PASSAGE PROVIDED:
Saturday, February 09, 2008 Speak Out: Being single on Valentine's Day By Rachel Coy Garces
VALENTINES is the most dreaded time of the year. It is an excuse to overspend on ridiculous hearts, chocolate candies and red roses.
Admittedly I am not a fan of this holiday; in fact this is an attempt to send a message to all the beautiful, successful and wonderful women who were made to feel lacking by society and pressured to be wives and mothers in order to be considered complete and fulfilled.
This is precisely why the words “single,” “happy,” and “valentine” makes us feel alone on Feb. 14.
True enough that it is just one day in a year, but for us women who took time to find the right person and who feel alone on this day feel the impact that lasts for even years.
There is so much sensitivity around this issue as hyped by the media. There are so many books, articles and television shows: “Sex and the City,” “Desperate Housewives,” and even the medical show “Grey’s Anatomy.”
It is in this shows that we single women entertain thoughts of happier times, or long for our very own “Mr. Big” or “Mc Dreamy.”
Let us not forget Tom Cruise’s famous line “You complete me” and Jack Nicholson’s “You make me want to be a better man.” My response to this is an old saying, “You need to love yourself first before you can really love someone.”
So to Tom and Jack, marriage does not make your lives complete and better because if it does then there is something not quite right with your life to begin with.

LISTED ENTRIES:
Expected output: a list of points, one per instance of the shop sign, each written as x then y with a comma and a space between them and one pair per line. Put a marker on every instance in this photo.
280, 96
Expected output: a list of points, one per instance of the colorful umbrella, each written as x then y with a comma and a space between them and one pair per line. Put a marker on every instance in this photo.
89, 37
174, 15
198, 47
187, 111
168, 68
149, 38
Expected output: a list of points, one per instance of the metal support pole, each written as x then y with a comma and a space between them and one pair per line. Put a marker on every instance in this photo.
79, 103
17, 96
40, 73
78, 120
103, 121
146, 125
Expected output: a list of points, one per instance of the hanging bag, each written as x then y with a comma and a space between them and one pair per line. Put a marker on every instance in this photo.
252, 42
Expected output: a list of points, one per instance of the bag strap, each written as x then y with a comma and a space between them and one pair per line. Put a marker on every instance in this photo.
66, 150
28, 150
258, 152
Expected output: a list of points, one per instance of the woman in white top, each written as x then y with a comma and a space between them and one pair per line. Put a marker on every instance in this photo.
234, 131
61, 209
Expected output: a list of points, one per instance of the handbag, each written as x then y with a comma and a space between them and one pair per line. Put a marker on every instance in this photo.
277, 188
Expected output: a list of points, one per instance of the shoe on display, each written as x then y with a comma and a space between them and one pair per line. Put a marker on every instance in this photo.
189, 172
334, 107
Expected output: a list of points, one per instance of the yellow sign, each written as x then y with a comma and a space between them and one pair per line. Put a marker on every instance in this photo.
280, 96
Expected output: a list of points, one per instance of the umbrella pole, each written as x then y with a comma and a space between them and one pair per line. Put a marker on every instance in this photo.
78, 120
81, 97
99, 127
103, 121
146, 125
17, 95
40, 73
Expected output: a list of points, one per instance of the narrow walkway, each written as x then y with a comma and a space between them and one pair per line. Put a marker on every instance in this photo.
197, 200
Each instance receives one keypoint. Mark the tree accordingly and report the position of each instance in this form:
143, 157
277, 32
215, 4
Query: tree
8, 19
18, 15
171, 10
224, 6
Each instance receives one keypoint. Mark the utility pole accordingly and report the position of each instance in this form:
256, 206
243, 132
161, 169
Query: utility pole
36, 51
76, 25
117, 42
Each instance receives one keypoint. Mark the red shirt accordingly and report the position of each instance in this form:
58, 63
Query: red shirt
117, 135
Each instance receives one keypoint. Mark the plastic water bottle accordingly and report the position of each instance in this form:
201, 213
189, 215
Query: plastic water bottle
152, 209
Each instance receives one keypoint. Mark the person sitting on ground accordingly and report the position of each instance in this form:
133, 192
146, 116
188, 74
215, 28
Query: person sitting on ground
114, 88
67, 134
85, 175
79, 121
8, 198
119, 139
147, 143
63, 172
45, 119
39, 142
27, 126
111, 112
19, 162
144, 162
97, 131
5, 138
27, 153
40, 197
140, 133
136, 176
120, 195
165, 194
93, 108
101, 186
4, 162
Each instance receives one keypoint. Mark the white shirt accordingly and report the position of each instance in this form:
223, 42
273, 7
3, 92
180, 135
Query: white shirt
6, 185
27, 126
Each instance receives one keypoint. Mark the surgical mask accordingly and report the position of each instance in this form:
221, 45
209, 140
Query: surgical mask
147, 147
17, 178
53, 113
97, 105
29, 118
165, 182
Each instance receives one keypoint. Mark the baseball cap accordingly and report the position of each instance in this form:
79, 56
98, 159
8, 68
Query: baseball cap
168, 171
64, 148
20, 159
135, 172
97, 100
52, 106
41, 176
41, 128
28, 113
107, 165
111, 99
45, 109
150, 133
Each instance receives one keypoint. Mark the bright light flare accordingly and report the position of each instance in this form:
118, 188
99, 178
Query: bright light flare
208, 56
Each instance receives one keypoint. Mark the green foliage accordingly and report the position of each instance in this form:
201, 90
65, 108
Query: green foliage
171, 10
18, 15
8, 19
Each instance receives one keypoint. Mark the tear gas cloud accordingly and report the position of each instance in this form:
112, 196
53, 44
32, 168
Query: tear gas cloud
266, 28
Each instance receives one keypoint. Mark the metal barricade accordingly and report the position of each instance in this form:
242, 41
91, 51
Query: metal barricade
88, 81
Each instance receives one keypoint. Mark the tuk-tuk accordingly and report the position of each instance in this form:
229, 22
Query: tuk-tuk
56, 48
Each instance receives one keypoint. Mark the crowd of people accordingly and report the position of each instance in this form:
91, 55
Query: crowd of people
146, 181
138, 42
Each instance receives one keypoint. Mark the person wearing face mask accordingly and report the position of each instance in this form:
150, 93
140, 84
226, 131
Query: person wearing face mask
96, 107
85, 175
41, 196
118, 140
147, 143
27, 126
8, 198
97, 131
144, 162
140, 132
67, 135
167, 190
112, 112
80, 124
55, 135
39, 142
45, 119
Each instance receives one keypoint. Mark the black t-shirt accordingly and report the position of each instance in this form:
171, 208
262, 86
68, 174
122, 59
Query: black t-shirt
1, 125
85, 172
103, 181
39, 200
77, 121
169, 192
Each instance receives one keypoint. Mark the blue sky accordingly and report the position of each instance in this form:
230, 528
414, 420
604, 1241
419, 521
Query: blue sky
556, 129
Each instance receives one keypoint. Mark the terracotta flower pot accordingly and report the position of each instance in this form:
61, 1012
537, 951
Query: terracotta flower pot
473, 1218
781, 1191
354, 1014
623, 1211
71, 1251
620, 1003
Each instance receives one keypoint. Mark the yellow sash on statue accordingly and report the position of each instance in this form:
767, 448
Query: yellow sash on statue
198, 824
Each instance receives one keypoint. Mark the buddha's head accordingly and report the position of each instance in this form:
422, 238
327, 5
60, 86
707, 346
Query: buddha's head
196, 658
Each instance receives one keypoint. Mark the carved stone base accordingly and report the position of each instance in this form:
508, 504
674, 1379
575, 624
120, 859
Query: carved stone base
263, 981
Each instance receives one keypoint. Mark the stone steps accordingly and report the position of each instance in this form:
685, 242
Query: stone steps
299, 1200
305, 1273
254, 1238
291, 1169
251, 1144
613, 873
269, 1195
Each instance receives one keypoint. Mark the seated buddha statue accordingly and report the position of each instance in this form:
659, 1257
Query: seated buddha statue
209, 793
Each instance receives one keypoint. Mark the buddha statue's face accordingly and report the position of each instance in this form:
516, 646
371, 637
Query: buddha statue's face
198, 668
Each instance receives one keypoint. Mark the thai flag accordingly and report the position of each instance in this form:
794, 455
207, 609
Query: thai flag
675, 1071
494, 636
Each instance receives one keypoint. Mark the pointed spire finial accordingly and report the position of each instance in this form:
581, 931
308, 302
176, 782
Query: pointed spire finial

PROBLEM A: Please rewrite the Valentine's Day column starting at "Admittedly I am" and ending at "for even years.", changing "wonderful" to "remarkable".
PROBLEM B: According to the Valentine's Day column, what is the holiday an excuse to overspend on?
PROBLEM C: Pick up the Valentine's Day column after its last sentence and keep writing.

YOUR RESPONSE A:
Admittedly I am not a fan of this holiday; in fact this is an attempt to send a message to all the beautiful, successful and remarkable women who were made to feel lacking by society and pressured to be wives and mothers in order to be considered complete and fulfilled.
This is precisely why the words “single,” “happy,” and “valentine” makes us feel alone on Feb. 14.
True enough that it is just one day in a year, but for us women who took time to find the right person and who feel alone on this day feel the impact that lasts for even years.

YOUR RESPONSE B: Ridiculous hearts, chocolate candies and red roses.

YOUR RESPONSE C:
We are stigmatized by our friends and family for being single. But being single is not a disease to be diagnosed let alone be prescribed with the words “your last chance.”
Let us not cave to the pressure given by these so called love quack doctors to be cured by allowing ourselves to date every available man.
Realize that settling is not good enough—we deserve so much better by setting standards!
I am not saying that there aren’t any positives to being in love and married but it is much better to be single and free than to be in a marriage without love and ends in regrets.
To all the fabulous single women, let us enjoy life and spend our time on things we will not have time for once we are wives and mothers.
Society, well-meaning co-workers, church friends, strangers, family and friends: being single is not a disease to be cured, it is a decision to be respected.